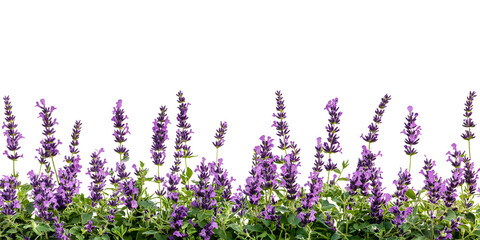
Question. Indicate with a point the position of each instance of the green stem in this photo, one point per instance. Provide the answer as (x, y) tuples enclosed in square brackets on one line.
[(55, 169)]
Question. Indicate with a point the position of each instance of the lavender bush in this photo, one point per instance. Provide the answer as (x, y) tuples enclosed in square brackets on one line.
[(271, 204)]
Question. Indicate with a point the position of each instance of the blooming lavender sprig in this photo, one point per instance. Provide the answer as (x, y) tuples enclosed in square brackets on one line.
[(468, 122), (98, 173), (204, 193), (433, 184), (49, 143), (121, 130), (178, 215), (8, 195), (59, 230), (281, 125), (372, 135), (412, 130), (158, 150), (289, 178), (43, 195), (221, 180), (12, 134)]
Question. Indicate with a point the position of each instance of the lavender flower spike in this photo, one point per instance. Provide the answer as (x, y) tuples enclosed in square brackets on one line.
[(412, 130), (121, 130), (12, 134), (49, 143), (372, 135), (468, 122)]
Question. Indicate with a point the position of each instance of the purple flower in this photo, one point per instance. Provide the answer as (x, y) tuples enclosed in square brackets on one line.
[(268, 213), (178, 215), (49, 143), (98, 173), (221, 180), (8, 195), (121, 130), (160, 135), (204, 193), (332, 145), (372, 135), (412, 130), (289, 178), (433, 184), (43, 195), (12, 134), (468, 122), (330, 222), (89, 227), (281, 125), (59, 231), (220, 135)]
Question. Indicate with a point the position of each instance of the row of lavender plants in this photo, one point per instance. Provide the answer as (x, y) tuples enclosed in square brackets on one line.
[(271, 204)]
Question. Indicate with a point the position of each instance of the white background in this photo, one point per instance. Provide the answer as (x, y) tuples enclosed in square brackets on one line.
[(229, 58)]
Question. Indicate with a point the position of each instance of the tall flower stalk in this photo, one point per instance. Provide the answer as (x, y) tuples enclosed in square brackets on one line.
[(468, 122), (49, 143), (12, 134), (158, 150), (412, 130)]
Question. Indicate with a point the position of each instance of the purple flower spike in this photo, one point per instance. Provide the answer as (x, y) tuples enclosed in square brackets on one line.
[(98, 173), (178, 215), (372, 135), (468, 122), (281, 125), (121, 130), (220, 135), (8, 195), (49, 143), (89, 227), (11, 132), (332, 145)]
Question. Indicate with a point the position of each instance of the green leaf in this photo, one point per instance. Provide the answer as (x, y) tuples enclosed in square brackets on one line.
[(189, 173), (86, 217), (410, 194)]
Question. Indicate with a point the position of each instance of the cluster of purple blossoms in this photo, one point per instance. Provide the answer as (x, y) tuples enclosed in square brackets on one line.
[(98, 173), (182, 150), (207, 230), (49, 143), (266, 164), (404, 180), (412, 130), (220, 135), (332, 145), (89, 227), (378, 198), (372, 135), (280, 125), (204, 192), (43, 195), (178, 215), (69, 184), (221, 181), (158, 150), (8, 195), (455, 180), (433, 184), (468, 122), (121, 129), (60, 231), (12, 134), (446, 233)]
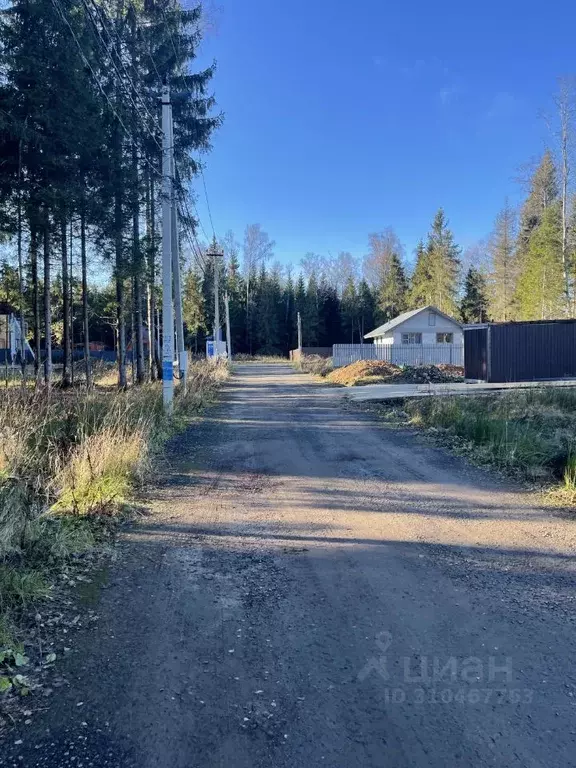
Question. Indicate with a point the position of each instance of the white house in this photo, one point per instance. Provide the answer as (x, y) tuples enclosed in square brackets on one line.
[(11, 337), (426, 326)]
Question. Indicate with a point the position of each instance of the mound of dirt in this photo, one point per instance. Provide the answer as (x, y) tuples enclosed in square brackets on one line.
[(373, 370), (430, 374), (381, 372)]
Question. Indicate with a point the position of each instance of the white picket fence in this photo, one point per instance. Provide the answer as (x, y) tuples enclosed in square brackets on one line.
[(399, 354)]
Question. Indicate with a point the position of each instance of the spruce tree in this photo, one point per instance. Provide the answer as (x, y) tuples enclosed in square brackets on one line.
[(420, 290), (474, 305), (540, 288), (443, 265), (392, 291), (504, 272)]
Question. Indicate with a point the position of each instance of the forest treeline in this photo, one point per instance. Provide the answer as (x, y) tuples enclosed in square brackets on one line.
[(525, 270), (80, 208), (80, 177)]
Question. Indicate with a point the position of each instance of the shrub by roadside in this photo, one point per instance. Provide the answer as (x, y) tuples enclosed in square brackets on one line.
[(364, 372), (530, 432), (69, 463)]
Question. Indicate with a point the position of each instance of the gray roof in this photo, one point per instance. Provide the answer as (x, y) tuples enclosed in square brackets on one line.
[(383, 329)]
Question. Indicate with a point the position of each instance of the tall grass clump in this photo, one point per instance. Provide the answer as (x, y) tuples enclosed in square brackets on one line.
[(70, 457), (533, 430)]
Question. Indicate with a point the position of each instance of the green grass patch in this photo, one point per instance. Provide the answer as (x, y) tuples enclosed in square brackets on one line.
[(531, 432)]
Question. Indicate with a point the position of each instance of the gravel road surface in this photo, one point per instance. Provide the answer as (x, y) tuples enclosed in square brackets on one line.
[(314, 589)]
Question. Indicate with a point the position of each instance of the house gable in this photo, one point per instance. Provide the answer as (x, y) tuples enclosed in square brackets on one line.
[(427, 320)]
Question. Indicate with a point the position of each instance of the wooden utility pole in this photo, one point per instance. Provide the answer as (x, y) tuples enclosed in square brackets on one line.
[(167, 309), (215, 255), (228, 337)]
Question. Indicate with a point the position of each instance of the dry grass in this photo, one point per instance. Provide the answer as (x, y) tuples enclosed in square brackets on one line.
[(70, 456), (530, 432)]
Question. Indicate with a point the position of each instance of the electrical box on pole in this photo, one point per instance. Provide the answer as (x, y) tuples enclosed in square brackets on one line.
[(228, 337), (167, 312)]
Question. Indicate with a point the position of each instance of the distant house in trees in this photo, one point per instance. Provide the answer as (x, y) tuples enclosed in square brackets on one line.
[(424, 326), (11, 336)]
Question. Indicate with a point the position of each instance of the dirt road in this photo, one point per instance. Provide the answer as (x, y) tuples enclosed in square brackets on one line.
[(317, 590)]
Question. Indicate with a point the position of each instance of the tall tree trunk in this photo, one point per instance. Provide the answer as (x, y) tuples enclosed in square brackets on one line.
[(47, 307), (120, 300), (65, 305), (132, 334), (154, 328), (22, 345), (566, 114), (35, 296), (137, 265), (85, 316)]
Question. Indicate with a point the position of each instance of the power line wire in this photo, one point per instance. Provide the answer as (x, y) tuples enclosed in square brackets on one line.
[(113, 60), (58, 9)]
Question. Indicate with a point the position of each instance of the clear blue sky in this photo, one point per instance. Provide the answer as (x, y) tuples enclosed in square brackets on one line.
[(344, 118)]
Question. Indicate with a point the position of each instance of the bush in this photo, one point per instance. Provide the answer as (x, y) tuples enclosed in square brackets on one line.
[(532, 431)]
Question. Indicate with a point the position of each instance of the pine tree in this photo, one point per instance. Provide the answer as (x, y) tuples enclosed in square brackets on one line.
[(392, 291), (349, 311), (504, 273), (443, 265), (474, 305), (540, 288), (420, 291), (366, 317)]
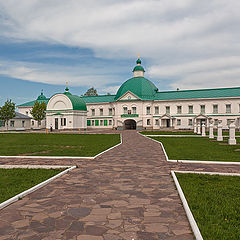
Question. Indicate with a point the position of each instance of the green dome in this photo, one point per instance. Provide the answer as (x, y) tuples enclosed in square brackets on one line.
[(41, 97), (77, 102), (140, 86), (138, 68)]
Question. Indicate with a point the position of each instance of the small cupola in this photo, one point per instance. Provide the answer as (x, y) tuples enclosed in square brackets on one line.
[(138, 71)]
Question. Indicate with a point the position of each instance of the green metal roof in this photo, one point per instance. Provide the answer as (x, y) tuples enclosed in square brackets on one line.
[(200, 93), (77, 102), (98, 99), (138, 68), (30, 104), (140, 86)]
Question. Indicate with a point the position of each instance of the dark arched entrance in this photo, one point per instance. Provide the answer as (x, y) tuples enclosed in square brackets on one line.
[(130, 124)]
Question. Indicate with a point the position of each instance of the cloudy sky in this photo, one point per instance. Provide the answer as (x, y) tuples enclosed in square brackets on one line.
[(186, 44)]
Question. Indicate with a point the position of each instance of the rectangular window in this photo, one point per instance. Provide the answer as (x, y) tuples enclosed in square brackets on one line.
[(148, 110), (215, 108), (179, 109), (134, 110), (11, 123), (228, 108), (167, 110), (202, 107), (190, 109), (63, 121)]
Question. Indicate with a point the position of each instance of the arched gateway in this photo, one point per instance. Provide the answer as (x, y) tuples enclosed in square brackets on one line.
[(130, 124)]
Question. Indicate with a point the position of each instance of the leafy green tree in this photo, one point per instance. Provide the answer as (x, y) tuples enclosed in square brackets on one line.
[(91, 92), (7, 111), (39, 111)]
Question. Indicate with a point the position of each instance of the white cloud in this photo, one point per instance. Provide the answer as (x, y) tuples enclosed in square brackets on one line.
[(195, 42)]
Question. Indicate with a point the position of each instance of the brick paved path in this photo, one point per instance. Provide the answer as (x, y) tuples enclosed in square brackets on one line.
[(126, 193)]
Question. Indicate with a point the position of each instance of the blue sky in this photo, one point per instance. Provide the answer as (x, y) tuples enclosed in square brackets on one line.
[(186, 44)]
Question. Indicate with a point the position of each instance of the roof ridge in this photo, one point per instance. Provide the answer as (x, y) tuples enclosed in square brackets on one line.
[(202, 89)]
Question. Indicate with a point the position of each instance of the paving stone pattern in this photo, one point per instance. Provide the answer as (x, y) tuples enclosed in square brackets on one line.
[(126, 193)]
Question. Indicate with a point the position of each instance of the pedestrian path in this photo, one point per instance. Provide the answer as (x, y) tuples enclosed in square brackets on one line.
[(126, 193)]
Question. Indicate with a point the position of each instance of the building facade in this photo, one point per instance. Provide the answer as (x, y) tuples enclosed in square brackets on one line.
[(138, 104)]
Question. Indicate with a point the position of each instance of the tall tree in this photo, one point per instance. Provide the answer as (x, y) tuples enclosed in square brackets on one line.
[(39, 111), (91, 92), (7, 111)]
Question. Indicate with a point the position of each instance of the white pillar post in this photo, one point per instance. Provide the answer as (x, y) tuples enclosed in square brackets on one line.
[(203, 130), (198, 128), (195, 127), (220, 137), (232, 139), (211, 135)]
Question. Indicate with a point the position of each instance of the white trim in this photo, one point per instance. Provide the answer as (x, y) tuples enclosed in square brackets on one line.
[(190, 217), (64, 157), (34, 188), (190, 161)]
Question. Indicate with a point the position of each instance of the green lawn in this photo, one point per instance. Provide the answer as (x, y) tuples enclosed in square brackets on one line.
[(214, 202), (202, 149), (42, 144), (167, 133), (15, 181), (225, 133)]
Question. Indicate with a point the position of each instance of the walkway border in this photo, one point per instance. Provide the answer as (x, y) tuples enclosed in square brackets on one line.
[(65, 157), (190, 161), (34, 188), (190, 217)]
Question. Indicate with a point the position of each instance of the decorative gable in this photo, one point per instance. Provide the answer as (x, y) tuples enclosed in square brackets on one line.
[(128, 96)]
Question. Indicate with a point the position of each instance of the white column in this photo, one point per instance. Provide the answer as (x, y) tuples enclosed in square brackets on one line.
[(198, 128), (219, 137), (203, 130), (232, 139), (195, 127), (211, 135)]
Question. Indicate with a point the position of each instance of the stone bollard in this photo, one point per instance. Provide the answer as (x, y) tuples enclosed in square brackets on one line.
[(199, 129), (195, 127), (232, 139), (211, 135), (219, 137), (203, 130)]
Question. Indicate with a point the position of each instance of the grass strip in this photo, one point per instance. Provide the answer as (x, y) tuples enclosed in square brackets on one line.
[(201, 149), (214, 202), (40, 144), (17, 180)]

● **The task**: Please go through the items from the line containing "of the pine" through the line containing "104), (140, 86)]", and write those lines out again with "photo" swapped for "image" and nothing else changed. Leave the pictures out of your answer.

● **Exercise result**:
Question. Indicate with a point the position of each instance of the pine tree in this image, one point per instance. Provide the answer as (x, y) tuples enclosed in square brackets on one line.
[(392, 291), (349, 311), (504, 273), (443, 265), (474, 305), (540, 288), (420, 291), (366, 317)]
Question. Indicate with a point the position of each instance of the green dome in this image, one point per instance. Provide the answer as (x, y) tuples enclosed in square brackets on one line.
[(41, 97), (77, 102), (140, 86), (138, 68)]
Question. Indicate with a point the position of each instance of the small cupola in this image, one point per instance. Provide the answer as (x, y) tuples enclosed in square brackets on one line.
[(138, 71)]
Question. Indicate with a point the position of each instance of the green metal roof in this image, one point per instance. Provide the answer as (x, y) tuples enclosed in square brackets on one line.
[(200, 93), (77, 102), (98, 99), (138, 68), (30, 104), (140, 86)]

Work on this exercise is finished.